### READING PASSAGE

*** Begin section ***

U.S. Officials Are Starting to Treat Opioid Companies Like Big Tobacco — and Suing Them

June 7, 2017

Michael P. Canty and Serena P. Hallowell discuss states’ responses to the opioid crisis

In cases against manufacturers and distributors on behalf of states, counties, and municipalities combatting the opioid crisis, there’s a separate legal argument, dubbed the “diversion theory” by some of its proponents. This argument has so far been leveled against companies that distribute opioids, particularly in a recent lawsuit by the Cherokee Nation against big names like the McKesson Corporation, Cardinal Health, AmerisourceBergen, CVS, Walgreens, and Walmart.

Under federal and some state laws, opioid distributors have a legal obligation to stop controlled substances from going to illicit purposes and misuse. The diversion theory argues that these distributors clearly did not do that: As the opioid epidemic spiraled out of control, and as some counties and states had more prescriptions than people, it should have become perfectly clear that something was going wrong—yet, the claim goes, distributors continued to let the drugs proliferate.

Firm partner Michael Canty drew a comparison between opioid distributors and credit card companies. “[Credit card companies say], ‘Someone tried to make a very large purchase on your account in another state, and we flagged it as suspicious and stopped it from going through.’ That’s what distributors should be doing. For example, there’s a small town with 500 residents, and the local pharmacies order a million pills from the distributors. That should set off an alarm bell from a compliance standpoint or a quality control standpoint, where the distributors say, ‘Wait a minute, what’s going on here? We need to investigate this order. And until it passes muster, we won’t ship.’”

*** End section ***

### Referring expression pointing data

*** Begin section ***

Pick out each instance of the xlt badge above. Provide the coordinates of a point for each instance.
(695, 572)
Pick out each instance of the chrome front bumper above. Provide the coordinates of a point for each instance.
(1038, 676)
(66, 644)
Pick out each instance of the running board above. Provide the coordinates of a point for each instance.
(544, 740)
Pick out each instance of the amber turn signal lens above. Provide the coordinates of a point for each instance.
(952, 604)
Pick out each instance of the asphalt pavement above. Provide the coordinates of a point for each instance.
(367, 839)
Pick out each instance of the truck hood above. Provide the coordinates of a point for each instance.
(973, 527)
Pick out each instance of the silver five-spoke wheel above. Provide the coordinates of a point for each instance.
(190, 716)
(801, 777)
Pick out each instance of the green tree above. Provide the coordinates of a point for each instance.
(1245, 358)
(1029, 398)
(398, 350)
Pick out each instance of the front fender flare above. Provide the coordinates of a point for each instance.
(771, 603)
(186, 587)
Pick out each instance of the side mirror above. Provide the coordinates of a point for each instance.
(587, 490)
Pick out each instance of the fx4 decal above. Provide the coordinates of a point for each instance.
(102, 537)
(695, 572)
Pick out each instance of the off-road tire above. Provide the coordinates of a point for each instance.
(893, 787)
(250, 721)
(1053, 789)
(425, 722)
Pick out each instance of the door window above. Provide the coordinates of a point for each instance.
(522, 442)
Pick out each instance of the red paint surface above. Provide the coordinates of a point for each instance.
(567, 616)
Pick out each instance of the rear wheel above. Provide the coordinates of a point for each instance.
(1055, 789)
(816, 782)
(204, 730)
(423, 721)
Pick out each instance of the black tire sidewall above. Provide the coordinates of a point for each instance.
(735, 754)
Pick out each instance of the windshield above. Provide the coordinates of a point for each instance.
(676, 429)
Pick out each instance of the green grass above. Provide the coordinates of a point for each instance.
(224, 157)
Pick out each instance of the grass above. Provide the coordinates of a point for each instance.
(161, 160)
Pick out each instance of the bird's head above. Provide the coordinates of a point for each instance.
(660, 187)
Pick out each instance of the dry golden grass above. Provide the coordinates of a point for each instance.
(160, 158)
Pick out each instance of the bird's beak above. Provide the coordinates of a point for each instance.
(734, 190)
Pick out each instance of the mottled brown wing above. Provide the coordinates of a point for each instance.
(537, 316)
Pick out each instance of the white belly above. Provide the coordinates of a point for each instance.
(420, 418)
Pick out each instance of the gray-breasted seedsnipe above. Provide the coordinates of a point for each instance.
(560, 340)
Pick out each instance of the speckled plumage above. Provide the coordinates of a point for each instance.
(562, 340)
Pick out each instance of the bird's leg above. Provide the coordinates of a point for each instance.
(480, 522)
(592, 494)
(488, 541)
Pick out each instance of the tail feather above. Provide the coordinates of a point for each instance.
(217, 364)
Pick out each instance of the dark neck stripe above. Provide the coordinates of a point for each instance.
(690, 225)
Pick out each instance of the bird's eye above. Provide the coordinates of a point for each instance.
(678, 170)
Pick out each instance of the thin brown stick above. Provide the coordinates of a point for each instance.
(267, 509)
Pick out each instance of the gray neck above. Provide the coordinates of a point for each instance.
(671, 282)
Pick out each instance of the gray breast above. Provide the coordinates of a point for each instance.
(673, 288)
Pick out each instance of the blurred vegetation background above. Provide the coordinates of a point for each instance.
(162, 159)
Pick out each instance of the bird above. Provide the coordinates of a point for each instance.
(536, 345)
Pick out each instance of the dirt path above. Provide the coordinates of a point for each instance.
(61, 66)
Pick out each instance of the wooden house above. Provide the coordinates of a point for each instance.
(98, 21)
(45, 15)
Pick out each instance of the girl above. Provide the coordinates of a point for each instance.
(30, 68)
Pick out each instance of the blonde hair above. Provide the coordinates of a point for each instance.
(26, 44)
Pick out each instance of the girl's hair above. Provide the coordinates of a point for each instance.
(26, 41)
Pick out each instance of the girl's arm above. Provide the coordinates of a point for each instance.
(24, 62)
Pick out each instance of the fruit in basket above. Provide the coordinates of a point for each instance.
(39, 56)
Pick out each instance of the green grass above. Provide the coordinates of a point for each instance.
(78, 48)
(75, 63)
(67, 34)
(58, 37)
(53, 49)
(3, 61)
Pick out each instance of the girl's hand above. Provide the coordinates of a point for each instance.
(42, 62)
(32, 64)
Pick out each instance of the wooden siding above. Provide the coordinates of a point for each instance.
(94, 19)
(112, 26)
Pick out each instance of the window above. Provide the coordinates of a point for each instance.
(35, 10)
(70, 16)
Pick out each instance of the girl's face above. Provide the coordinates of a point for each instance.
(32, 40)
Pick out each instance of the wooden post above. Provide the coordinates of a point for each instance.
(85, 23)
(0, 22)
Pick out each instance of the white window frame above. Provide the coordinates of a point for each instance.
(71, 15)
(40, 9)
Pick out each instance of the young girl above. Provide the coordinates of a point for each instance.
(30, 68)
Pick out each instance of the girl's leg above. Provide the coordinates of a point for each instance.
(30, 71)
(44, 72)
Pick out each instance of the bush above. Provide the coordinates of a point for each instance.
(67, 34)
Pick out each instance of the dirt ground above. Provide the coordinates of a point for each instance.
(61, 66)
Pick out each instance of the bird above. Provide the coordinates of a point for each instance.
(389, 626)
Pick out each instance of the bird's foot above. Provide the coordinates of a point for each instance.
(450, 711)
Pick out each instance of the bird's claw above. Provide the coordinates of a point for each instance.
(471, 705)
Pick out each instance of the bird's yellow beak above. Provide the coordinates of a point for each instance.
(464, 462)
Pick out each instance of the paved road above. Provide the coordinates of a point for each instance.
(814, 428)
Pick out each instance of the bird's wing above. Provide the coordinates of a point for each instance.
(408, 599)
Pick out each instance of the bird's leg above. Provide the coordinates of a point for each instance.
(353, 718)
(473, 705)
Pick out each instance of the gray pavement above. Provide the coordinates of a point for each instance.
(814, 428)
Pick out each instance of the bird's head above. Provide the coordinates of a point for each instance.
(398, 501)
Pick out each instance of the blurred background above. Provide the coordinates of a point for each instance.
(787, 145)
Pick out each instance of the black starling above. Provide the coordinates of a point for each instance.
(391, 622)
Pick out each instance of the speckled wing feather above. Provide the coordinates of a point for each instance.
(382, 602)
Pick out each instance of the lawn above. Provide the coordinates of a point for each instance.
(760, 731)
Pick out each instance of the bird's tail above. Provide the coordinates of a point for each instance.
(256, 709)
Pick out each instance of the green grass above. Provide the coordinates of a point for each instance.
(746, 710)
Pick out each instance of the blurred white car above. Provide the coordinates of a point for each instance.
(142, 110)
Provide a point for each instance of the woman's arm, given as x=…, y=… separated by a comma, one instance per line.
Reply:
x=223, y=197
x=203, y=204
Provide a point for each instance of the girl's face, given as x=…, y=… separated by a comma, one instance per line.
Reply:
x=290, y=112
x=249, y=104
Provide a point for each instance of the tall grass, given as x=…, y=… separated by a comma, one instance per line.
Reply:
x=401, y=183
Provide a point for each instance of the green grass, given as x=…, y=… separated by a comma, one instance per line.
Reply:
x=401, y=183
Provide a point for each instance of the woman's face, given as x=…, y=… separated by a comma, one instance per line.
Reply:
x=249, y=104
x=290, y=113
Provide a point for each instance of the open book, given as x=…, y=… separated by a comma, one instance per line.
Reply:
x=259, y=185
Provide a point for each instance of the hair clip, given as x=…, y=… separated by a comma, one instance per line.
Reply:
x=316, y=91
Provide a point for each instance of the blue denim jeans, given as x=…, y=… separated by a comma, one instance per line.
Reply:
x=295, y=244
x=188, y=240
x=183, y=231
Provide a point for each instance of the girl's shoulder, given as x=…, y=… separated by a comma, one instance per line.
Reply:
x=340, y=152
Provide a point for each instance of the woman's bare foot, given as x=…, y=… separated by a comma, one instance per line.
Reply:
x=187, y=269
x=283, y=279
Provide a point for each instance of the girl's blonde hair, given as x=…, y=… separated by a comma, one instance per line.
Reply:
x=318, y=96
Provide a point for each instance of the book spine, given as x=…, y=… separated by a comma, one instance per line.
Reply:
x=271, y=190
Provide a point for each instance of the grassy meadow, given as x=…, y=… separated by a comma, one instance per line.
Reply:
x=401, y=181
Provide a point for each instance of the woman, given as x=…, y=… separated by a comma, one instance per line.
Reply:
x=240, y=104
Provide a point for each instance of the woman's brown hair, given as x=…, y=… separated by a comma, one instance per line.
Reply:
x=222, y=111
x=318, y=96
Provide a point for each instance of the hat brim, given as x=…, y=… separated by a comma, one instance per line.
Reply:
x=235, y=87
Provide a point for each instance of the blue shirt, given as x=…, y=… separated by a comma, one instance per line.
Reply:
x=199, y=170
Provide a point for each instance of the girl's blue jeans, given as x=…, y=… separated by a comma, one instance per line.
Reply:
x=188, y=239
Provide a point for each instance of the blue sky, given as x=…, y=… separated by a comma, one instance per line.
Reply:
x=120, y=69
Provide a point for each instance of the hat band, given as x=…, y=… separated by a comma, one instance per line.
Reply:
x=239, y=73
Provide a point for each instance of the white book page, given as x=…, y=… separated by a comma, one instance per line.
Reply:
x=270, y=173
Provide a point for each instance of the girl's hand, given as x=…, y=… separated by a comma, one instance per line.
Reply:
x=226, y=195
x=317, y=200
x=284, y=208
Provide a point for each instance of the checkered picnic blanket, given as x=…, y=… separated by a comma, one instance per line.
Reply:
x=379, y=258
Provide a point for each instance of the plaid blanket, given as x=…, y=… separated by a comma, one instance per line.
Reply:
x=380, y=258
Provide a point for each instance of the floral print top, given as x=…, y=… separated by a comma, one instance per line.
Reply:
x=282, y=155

*** End section ***

### TASK INSTRUCTIONS
Resume the article on lawsuits against opioid companies, picking up after its final paragraph.

### RESPONSE TO THE TASK
The Cherokee Nation has some alarming numbers behind its claim, suggesting there were hundreds of pills on average for each opioid user in the Cherokee Nation. However, this is a national problem. For example, the CDC’s 2012 data found there were more painkiller prescriptions than people in several states.

“When you have 140 prescriptions being written for every 100 people, you know that people have failed to meet their obligations,” said Firm partner Serena Hallowell. “And they’re not just ethical obligations, which I would say they have too. They’re obligations under state and federal law and their own industry guidelines as well.”

“Both Democrat and Republican attorneys general have expressed an interest in this,” Canty said. “They are serious about the epidemic. They are educated on the epidemic. They understand the magnitude of the problem and want to be proactive in addressing it.”